**WORK TO COMPLETE:** What lines in the records below contain the string "output"? Copy every one.

**Region pointing data:**
· · · ·

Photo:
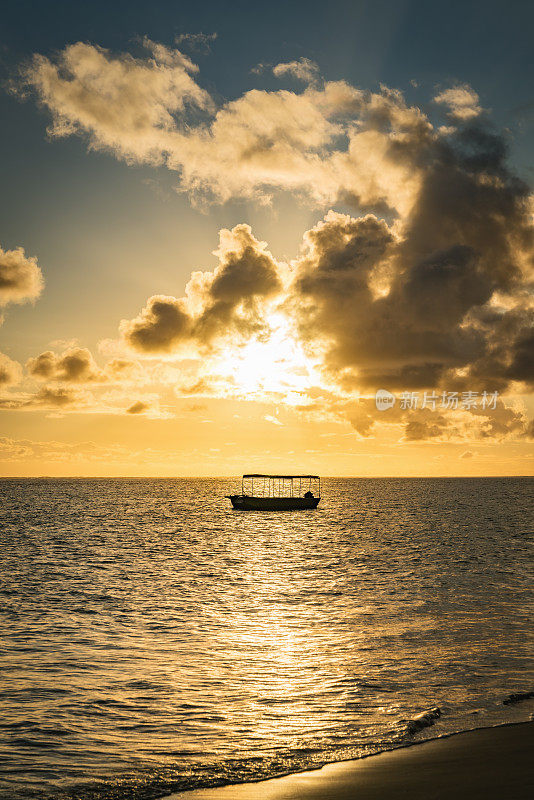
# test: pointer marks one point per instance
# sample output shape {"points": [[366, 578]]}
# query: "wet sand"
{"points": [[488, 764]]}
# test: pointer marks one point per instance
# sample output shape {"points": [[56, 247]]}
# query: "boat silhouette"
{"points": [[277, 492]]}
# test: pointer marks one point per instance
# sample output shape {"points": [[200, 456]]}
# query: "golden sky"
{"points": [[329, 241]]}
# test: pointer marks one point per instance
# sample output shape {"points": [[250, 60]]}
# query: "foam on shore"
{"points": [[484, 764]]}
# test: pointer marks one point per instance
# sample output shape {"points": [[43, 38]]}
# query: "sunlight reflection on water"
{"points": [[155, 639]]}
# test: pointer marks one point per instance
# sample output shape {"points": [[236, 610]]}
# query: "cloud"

· · · ·

**EXERCISE RESULT:**
# sample output shape {"points": [[366, 578]]}
# sample output shape {"points": [[56, 247]]}
# sample output shape {"points": [[200, 456]]}
# sample output shape {"points": [[250, 60]]}
# sample output shape {"points": [[43, 38]]}
# sample output shape {"points": [[236, 610]]}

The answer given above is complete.